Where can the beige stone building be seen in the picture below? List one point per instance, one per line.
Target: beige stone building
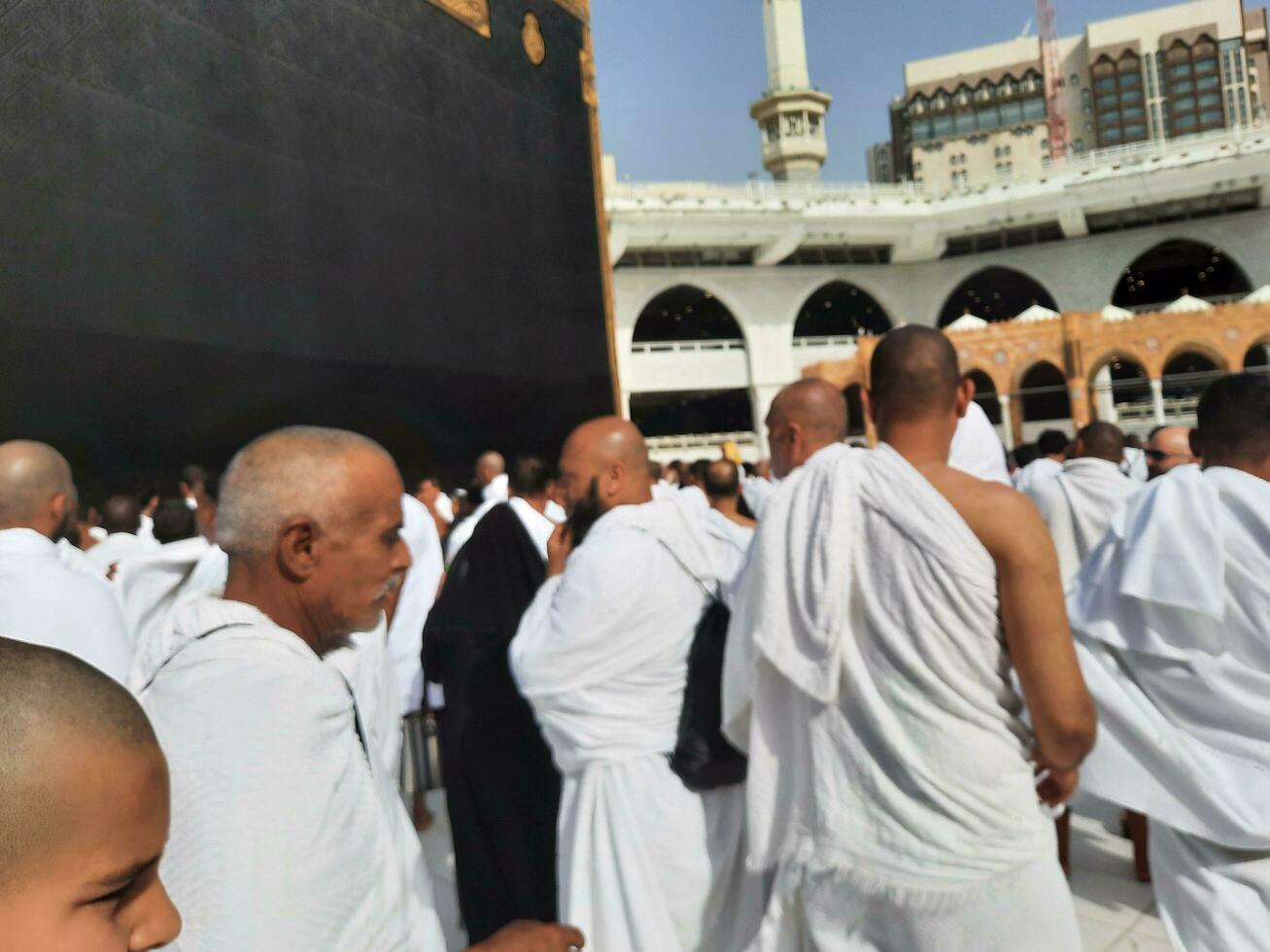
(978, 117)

* * *

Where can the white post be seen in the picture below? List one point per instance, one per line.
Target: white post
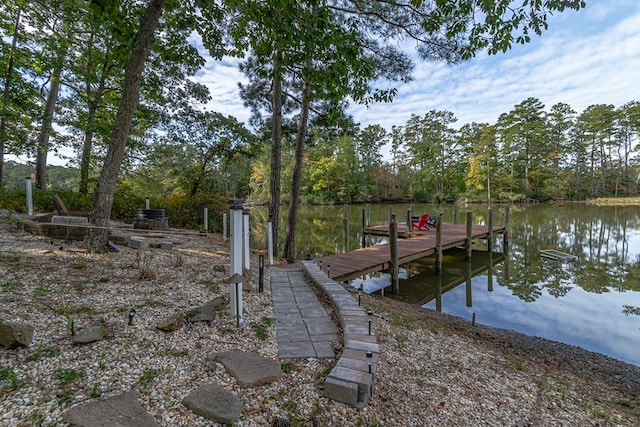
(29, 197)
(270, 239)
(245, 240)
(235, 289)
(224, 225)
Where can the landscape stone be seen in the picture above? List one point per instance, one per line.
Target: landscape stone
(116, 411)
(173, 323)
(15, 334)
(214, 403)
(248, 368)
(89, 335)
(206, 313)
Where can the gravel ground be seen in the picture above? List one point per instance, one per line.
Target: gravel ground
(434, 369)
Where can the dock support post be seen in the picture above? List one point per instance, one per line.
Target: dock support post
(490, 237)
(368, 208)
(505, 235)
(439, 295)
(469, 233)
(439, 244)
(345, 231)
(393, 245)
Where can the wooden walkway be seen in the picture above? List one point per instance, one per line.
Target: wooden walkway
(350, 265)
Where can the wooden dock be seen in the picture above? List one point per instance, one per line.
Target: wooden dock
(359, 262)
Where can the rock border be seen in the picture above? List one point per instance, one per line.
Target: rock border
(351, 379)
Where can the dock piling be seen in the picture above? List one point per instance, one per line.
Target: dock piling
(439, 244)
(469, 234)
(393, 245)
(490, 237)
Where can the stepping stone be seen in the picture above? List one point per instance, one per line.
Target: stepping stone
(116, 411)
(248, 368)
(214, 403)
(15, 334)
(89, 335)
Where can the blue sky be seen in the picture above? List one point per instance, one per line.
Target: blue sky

REQUIREMENTS:
Which lines in the records above contain the word "blue", with case counting? Gather each of those lines and copy it out in full.

SOLUTION TO THE EXERCISE:
Where can the blue sky be seen in the picture above? List one point per instance, one per line.
Target: blue sky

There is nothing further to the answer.